Aim →
Nothing but the lines from the one containing "For every instance of the metal" through the last line should be written out, please, exactly as they stand.

Entries shown →

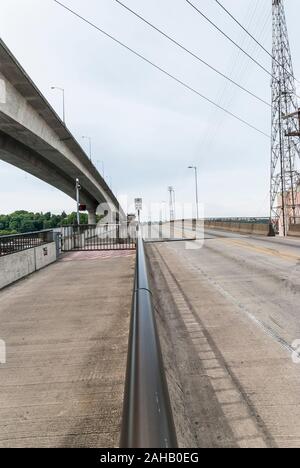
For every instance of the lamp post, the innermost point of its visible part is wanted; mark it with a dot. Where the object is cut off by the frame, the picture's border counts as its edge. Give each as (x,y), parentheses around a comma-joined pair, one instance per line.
(196,184)
(102,163)
(64,106)
(78,187)
(172,203)
(90,145)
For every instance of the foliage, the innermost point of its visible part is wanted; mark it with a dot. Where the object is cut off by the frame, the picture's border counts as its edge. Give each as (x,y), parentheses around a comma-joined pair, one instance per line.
(24,221)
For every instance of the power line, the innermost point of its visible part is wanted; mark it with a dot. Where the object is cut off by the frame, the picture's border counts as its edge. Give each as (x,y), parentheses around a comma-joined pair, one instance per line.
(252,37)
(161,69)
(229,38)
(193,54)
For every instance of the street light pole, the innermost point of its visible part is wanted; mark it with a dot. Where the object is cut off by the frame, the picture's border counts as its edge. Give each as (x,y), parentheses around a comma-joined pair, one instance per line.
(64,107)
(103,171)
(196,184)
(90,145)
(78,200)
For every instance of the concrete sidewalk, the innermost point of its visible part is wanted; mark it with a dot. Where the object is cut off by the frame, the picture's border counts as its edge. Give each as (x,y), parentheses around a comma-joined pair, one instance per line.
(66,331)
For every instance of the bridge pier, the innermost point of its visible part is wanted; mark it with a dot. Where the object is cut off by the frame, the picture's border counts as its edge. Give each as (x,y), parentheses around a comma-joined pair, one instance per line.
(92,217)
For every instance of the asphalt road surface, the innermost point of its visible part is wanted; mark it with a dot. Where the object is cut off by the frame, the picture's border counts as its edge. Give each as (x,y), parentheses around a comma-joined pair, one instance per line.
(228,315)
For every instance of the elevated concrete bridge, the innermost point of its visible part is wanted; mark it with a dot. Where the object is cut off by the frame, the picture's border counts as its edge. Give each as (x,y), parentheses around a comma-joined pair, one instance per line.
(34,138)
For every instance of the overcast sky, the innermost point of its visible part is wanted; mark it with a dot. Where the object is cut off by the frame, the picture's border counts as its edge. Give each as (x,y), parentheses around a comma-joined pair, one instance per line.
(146,128)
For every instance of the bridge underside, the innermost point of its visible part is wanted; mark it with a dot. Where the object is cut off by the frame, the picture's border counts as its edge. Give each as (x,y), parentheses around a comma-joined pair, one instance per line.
(59,176)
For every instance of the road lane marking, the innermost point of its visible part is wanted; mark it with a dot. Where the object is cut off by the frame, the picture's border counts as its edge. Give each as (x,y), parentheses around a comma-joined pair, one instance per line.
(263,250)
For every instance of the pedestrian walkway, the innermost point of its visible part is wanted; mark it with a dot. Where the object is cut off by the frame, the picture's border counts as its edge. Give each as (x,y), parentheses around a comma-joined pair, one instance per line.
(66,333)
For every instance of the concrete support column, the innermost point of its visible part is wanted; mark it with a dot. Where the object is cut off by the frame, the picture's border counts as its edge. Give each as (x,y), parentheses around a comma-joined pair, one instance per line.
(92,217)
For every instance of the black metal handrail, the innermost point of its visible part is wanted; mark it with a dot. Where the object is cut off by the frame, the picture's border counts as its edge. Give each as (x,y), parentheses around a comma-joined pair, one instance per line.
(18,242)
(147,414)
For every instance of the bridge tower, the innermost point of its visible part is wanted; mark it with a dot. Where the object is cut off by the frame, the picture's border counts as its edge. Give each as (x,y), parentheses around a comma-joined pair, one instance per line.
(285,153)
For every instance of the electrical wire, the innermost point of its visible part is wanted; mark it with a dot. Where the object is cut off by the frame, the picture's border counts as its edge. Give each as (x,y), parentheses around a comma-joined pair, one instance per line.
(229,38)
(254,39)
(190,88)
(192,53)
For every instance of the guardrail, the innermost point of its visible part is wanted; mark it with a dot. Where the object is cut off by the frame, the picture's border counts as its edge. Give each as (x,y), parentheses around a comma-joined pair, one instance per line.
(262,220)
(18,242)
(98,237)
(147,414)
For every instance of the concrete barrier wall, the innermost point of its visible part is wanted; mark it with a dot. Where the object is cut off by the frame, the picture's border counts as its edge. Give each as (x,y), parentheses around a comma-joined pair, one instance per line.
(20,264)
(294,230)
(242,228)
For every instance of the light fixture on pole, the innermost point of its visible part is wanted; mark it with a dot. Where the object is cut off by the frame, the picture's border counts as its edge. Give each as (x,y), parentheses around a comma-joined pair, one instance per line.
(64,106)
(78,188)
(172,203)
(103,171)
(196,184)
(90,145)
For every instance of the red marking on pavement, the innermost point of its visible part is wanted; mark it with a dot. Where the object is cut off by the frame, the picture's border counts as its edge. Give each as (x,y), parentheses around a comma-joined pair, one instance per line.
(94,255)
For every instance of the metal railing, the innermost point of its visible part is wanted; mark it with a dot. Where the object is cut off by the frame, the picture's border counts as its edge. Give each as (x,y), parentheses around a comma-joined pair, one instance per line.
(262,220)
(19,242)
(147,414)
(98,237)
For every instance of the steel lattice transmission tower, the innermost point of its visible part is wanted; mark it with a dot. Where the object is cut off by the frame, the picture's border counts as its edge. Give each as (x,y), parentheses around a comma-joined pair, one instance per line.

Answer to this exercise →
For every instance of the metal railing, the innermost point of its visible part is wanted; mark it with a dot. Where the object is cut off by the frame, the picture's border counts as its edge. Give each as (x,y), parentheses around a comma-joined pair, one instance per line.
(262,220)
(19,242)
(147,414)
(98,237)
For every instance of the steel lattice transmission tower, the innermost point of its visible part is wanted; mark it with a dot. Where the object is cut off by the frame, the picture's border counts as its edge. Give each as (x,y), parentheses around a comma-joined pair, one instance per line.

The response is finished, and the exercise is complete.